(Rows from a pointing dataset)
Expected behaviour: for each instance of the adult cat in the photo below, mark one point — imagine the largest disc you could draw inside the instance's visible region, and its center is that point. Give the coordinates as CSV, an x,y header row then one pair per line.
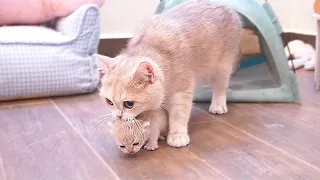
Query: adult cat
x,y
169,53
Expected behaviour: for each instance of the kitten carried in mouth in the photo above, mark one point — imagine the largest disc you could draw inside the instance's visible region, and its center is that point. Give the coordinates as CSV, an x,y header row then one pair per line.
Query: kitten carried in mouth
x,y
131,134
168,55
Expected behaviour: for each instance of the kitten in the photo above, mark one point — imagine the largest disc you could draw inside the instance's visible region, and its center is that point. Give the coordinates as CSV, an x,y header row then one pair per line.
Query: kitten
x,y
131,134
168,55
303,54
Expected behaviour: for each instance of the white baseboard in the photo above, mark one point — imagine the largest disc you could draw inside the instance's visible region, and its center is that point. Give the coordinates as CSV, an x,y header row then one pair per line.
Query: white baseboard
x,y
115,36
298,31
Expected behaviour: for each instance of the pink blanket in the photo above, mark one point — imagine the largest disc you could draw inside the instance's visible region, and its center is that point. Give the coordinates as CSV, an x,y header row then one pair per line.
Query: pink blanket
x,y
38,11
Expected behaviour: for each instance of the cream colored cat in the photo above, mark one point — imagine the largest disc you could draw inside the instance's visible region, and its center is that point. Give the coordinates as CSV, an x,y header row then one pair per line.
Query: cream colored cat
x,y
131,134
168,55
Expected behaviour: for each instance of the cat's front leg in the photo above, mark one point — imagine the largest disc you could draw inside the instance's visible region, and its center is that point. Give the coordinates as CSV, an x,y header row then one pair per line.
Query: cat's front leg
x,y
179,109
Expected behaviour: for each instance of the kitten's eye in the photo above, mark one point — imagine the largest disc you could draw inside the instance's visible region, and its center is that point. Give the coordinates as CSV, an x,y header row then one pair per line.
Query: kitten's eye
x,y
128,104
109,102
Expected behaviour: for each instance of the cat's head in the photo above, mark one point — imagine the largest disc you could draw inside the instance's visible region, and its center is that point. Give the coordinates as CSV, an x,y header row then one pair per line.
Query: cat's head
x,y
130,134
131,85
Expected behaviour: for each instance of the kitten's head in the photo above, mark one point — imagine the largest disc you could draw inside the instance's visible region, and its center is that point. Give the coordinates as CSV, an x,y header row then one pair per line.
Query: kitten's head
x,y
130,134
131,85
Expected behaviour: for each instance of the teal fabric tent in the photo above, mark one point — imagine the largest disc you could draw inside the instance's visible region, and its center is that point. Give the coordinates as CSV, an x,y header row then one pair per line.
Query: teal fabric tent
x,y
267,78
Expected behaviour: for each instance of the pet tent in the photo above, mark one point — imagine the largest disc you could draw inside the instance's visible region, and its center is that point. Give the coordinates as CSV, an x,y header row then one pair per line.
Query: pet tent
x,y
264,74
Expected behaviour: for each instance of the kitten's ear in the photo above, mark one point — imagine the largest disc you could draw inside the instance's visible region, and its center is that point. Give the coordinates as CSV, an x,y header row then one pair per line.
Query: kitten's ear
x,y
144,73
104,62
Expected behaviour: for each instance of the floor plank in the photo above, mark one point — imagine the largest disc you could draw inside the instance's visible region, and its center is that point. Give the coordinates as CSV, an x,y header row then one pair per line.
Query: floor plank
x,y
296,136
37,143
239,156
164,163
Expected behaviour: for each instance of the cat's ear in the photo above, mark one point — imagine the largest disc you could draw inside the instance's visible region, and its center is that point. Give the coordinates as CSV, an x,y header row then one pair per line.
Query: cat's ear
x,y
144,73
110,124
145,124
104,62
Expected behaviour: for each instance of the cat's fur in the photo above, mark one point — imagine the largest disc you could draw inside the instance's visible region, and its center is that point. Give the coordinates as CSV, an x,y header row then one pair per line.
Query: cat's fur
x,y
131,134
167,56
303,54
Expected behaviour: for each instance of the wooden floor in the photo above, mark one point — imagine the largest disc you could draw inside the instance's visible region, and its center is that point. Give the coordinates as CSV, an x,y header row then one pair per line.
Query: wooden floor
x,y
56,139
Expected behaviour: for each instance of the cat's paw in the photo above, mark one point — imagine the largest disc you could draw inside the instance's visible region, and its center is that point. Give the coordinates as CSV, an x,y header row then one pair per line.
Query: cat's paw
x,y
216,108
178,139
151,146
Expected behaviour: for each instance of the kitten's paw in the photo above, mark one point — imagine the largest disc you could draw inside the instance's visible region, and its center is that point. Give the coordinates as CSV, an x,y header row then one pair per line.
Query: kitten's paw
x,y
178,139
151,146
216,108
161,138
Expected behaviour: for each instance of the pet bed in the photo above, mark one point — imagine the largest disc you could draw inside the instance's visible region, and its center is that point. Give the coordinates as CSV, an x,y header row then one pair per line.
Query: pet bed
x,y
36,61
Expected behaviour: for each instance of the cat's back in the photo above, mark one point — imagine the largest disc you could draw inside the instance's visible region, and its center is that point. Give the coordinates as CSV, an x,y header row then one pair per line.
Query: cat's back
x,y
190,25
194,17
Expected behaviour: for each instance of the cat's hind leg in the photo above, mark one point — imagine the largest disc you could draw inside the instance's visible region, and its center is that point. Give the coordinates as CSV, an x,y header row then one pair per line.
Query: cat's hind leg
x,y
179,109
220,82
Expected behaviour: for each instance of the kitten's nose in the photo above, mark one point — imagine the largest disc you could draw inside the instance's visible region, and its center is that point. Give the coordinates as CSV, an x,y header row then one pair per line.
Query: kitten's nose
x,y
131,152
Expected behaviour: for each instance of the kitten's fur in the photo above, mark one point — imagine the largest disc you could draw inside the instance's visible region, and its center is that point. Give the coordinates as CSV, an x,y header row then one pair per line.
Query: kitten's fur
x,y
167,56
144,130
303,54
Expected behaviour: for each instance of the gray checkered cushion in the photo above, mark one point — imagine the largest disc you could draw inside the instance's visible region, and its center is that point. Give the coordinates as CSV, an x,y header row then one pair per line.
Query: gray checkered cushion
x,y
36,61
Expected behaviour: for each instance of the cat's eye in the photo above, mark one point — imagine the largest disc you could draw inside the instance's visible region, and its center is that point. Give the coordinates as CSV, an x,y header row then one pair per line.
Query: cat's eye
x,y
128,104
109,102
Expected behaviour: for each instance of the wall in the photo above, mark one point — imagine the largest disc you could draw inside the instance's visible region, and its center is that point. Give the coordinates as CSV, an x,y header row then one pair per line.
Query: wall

==

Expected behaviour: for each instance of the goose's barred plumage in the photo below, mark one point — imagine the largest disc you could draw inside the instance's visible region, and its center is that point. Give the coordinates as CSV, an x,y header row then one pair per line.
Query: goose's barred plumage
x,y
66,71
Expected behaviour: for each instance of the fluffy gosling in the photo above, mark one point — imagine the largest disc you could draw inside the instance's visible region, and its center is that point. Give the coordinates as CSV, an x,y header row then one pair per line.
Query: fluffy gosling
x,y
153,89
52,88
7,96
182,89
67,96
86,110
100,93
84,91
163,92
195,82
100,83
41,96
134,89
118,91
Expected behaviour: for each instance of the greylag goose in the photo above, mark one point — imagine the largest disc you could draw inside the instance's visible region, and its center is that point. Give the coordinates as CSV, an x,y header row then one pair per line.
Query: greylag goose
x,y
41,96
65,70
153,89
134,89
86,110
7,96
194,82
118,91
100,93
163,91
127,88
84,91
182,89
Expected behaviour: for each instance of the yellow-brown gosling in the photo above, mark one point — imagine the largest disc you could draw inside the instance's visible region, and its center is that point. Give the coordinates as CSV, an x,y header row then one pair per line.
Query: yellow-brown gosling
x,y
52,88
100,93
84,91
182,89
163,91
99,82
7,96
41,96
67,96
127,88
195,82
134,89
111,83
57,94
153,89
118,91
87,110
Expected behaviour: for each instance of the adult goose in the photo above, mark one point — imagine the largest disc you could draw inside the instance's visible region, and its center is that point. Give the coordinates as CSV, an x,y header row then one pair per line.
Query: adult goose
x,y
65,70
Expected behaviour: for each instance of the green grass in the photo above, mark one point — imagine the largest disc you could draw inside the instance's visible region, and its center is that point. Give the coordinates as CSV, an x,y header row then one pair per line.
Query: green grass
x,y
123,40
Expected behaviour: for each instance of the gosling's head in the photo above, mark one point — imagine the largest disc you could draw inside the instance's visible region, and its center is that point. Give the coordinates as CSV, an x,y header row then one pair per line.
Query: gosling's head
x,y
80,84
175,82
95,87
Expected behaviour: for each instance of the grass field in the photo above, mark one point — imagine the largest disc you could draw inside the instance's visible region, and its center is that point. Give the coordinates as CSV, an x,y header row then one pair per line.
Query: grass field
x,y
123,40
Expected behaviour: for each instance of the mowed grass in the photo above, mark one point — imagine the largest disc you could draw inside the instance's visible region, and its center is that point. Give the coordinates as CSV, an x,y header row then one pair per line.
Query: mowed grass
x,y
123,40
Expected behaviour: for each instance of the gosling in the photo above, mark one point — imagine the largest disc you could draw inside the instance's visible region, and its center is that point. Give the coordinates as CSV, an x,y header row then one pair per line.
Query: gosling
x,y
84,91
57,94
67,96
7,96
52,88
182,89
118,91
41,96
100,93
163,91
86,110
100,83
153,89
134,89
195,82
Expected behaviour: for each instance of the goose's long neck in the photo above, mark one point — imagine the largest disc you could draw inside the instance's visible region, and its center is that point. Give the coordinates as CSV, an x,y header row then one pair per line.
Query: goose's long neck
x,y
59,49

==

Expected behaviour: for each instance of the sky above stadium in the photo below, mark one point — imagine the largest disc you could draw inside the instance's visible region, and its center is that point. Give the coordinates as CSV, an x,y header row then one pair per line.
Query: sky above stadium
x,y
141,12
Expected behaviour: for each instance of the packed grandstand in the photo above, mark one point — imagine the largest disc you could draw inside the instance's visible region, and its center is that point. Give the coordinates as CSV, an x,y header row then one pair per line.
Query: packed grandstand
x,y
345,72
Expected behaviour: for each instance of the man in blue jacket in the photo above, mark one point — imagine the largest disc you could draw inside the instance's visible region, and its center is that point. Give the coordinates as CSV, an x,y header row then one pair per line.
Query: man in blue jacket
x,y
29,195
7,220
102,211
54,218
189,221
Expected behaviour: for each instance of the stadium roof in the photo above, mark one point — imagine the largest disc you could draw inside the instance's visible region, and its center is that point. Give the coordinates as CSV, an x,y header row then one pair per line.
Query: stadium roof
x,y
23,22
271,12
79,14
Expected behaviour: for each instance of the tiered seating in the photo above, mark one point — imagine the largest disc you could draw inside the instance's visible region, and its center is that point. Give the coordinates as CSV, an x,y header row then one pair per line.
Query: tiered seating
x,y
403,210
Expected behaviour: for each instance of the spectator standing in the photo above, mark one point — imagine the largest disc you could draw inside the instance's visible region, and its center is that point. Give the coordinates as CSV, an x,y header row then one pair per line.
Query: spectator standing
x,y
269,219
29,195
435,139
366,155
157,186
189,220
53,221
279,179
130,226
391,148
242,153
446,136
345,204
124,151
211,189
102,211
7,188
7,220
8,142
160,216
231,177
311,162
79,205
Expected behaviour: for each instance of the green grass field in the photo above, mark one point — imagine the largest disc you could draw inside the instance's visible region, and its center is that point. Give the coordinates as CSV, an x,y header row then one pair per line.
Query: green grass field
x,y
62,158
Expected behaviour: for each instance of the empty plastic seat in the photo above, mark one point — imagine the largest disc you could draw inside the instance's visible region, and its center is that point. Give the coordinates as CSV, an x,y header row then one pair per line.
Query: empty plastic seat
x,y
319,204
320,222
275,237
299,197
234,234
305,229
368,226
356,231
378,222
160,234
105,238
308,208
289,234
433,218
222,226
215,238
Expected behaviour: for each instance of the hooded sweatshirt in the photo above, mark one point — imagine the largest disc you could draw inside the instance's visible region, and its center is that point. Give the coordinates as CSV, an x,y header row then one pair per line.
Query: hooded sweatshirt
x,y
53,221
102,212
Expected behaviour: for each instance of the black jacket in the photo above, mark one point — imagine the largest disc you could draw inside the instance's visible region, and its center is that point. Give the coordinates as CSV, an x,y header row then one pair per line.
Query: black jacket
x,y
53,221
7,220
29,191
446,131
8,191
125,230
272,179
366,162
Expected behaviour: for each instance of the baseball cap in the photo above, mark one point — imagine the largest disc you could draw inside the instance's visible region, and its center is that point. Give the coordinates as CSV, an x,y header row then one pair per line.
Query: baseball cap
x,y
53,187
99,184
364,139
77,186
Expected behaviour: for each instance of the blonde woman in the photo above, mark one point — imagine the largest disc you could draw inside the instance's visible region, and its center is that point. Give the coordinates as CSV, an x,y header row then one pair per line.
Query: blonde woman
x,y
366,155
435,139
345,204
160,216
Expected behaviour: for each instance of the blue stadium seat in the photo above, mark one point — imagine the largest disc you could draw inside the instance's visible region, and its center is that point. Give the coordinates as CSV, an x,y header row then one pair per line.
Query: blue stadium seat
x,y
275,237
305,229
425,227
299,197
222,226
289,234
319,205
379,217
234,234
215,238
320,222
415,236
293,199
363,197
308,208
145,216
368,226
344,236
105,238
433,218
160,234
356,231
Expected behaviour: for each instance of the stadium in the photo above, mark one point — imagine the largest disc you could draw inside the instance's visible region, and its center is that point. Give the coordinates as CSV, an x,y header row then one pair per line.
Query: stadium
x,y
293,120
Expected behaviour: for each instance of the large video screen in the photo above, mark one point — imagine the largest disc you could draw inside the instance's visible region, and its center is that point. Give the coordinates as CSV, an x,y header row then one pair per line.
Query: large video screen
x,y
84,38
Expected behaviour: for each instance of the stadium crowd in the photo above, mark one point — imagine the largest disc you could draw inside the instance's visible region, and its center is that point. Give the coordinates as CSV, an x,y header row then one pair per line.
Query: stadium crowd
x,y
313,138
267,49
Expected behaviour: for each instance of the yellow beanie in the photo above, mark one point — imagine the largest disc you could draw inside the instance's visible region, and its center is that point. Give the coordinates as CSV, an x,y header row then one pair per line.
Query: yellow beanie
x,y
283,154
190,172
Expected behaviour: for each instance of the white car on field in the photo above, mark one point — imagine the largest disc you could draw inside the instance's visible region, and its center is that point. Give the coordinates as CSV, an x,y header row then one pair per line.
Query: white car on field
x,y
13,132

▸ **WHAT THIS TASK INVOLVES**: Please reproduce the part of the records that opens with the line containing "Expected behaviour: for each instance of the adult cat" and closes with the line containing "Query: adult cat", with both of those lines included. Leave the pictures out of your answer.

▸ **SOLUTION TO THIS EXERCISE**:
Expected behaviour: for each instance of the adult cat in the photo below, mark one point — imagine the largest disc you could draw inside the instance's visible region, and its center is that point. Give the coordinates as CSV, an x,y header row then one pair per line.
Query: adult cat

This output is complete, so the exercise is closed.